Short exercise — Retype every line of the records below verbatim, omitting the pictures from your answer.

Supplied data —
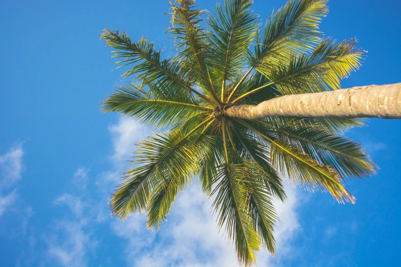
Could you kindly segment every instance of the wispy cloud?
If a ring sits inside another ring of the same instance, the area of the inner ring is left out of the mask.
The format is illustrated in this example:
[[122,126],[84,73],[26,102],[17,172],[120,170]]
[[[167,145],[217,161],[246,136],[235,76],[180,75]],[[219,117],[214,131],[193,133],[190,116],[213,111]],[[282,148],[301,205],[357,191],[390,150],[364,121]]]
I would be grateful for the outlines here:
[[78,189],[86,189],[87,183],[88,182],[88,173],[89,171],[89,168],[80,167],[77,169],[77,170],[74,173],[72,183]]
[[150,132],[146,126],[126,116],[121,117],[117,124],[111,126],[114,153],[112,159],[115,163],[121,164],[130,159],[136,142],[143,140]]
[[23,170],[22,143],[0,155],[0,189],[13,185],[21,179]]
[[83,204],[79,198],[70,194],[62,194],[53,202],[53,204],[56,205],[62,204],[67,205],[77,217],[81,217],[83,210]]
[[22,143],[0,155],[0,217],[17,201],[15,184],[21,179],[23,170]]
[[5,196],[0,195],[0,217],[4,213],[6,210],[11,206],[18,198],[18,195],[14,189],[11,193]]
[[[290,242],[299,229],[296,191],[288,190],[288,202],[278,205],[281,221],[276,229],[277,256],[259,253],[261,266],[279,264],[291,253]],[[158,233],[145,227],[144,214],[134,214],[125,221],[115,220],[112,229],[127,242],[124,254],[129,264],[146,266],[237,266],[235,248],[220,232],[210,213],[212,199],[203,196],[195,183],[177,196],[167,221]]]
[[85,220],[55,222],[52,233],[43,237],[48,245],[46,256],[52,265],[88,265],[88,253],[95,249],[98,242],[86,229],[87,224]]

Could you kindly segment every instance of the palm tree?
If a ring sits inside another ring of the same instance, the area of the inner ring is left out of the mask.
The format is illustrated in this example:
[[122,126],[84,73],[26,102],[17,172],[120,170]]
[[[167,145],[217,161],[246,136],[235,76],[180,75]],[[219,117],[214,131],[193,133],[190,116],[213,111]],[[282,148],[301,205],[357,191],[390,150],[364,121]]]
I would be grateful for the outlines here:
[[[112,196],[111,209],[121,219],[146,211],[148,227],[158,229],[178,192],[199,179],[204,195],[214,196],[219,226],[248,266],[261,246],[275,253],[272,200],[286,198],[283,177],[353,203],[343,182],[371,175],[375,168],[358,144],[339,135],[364,125],[350,117],[369,114],[304,116],[289,108],[287,114],[290,102],[276,104],[274,112],[265,107],[263,114],[255,105],[305,93],[328,93],[338,100],[335,94],[342,91],[332,90],[358,68],[364,51],[354,39],[322,38],[318,26],[328,11],[326,0],[290,0],[262,30],[251,0],[218,4],[205,29],[205,10],[193,0],[176,2],[167,28],[176,41],[172,58],[161,59],[144,37],[132,42],[125,32],[108,29],[101,35],[115,50],[113,57],[121,58],[118,68],[131,67],[123,76],[135,81],[119,86],[102,110],[167,129],[139,143],[134,168]],[[390,111],[376,117],[399,114],[395,92],[384,108]],[[321,109],[310,105],[308,110]]]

Response —
Could you kindly segment every instance of the wispy cloud?
If a ring sits inside another ring of the same instance, the area of the inner ring is left out of the mask.
The format is illustrated in this example:
[[122,126],[84,73],[26,102],[17,172],[120,170]]
[[[167,145],[217,161],[246,136],[235,76],[180,75]],[[219,117],[214,131],[193,133],[190,116],[213,111]],[[282,148],[301,205],[357,191],[390,150],[364,121]]]
I would be grateful for the outlines here:
[[78,189],[86,189],[87,183],[88,182],[88,173],[89,171],[89,168],[80,167],[77,169],[77,170],[74,173],[72,183]]
[[150,132],[146,126],[126,116],[121,117],[117,124],[111,126],[114,153],[112,159],[115,163],[121,164],[130,159],[136,142],[143,140]]
[[23,170],[22,143],[0,155],[0,189],[13,185],[21,179]]
[[83,204],[79,198],[70,194],[62,194],[53,202],[53,204],[56,205],[62,204],[67,205],[77,217],[81,217],[83,210]]
[[22,143],[0,155],[0,217],[17,201],[15,184],[21,179],[23,170]]
[[5,196],[0,195],[0,217],[4,213],[6,210],[11,206],[18,198],[18,195],[14,189],[11,193]]
[[[290,242],[299,229],[296,191],[288,190],[288,202],[278,205],[281,221],[276,229],[277,256],[259,253],[261,266],[279,264],[291,253]],[[158,233],[145,227],[144,214],[134,214],[125,221],[115,220],[112,229],[127,242],[124,254],[129,264],[146,266],[237,266],[235,248],[220,232],[210,213],[212,199],[203,196],[195,183],[177,196],[167,221]]]
[[85,220],[55,222],[52,233],[43,237],[48,245],[46,256],[52,265],[88,265],[88,253],[95,249],[98,242],[86,229],[87,224]]

Could you kindly segment every instance of the palm tree?
If a ring sits inside another ring of the same instance, the area of the inner ring is left out of the mask.
The format is illustrated in this example:
[[122,126],[84,73],[26,102],[17,172],[120,170]]
[[[167,145],[217,161],[246,136],[235,76],[180,75]],[[219,117],[214,131],[193,133],[190,116],[213,111]],[[282,148],[301,205],[357,191],[390,150],[364,121]]]
I would be grateful for the outlines here:
[[[112,196],[111,209],[121,219],[146,211],[148,227],[158,229],[178,192],[199,179],[204,195],[214,196],[219,226],[248,266],[261,246],[275,253],[272,200],[286,198],[283,177],[353,203],[343,182],[371,175],[375,168],[358,144],[339,135],[364,125],[350,117],[369,114],[304,116],[289,108],[287,114],[290,102],[276,104],[274,112],[265,107],[263,114],[255,105],[305,93],[328,93],[338,100],[335,94],[342,91],[332,90],[358,68],[364,51],[354,39],[322,38],[318,26],[328,11],[326,0],[290,0],[262,30],[251,0],[218,4],[205,29],[205,10],[193,0],[176,2],[167,28],[176,41],[172,58],[161,59],[144,37],[132,42],[125,32],[108,29],[101,35],[115,50],[113,57],[121,58],[118,68],[131,67],[123,76],[135,81],[119,86],[102,110],[167,129],[139,143],[134,168]],[[390,111],[376,117],[399,114],[395,92],[384,108]],[[321,109],[310,105],[308,110]]]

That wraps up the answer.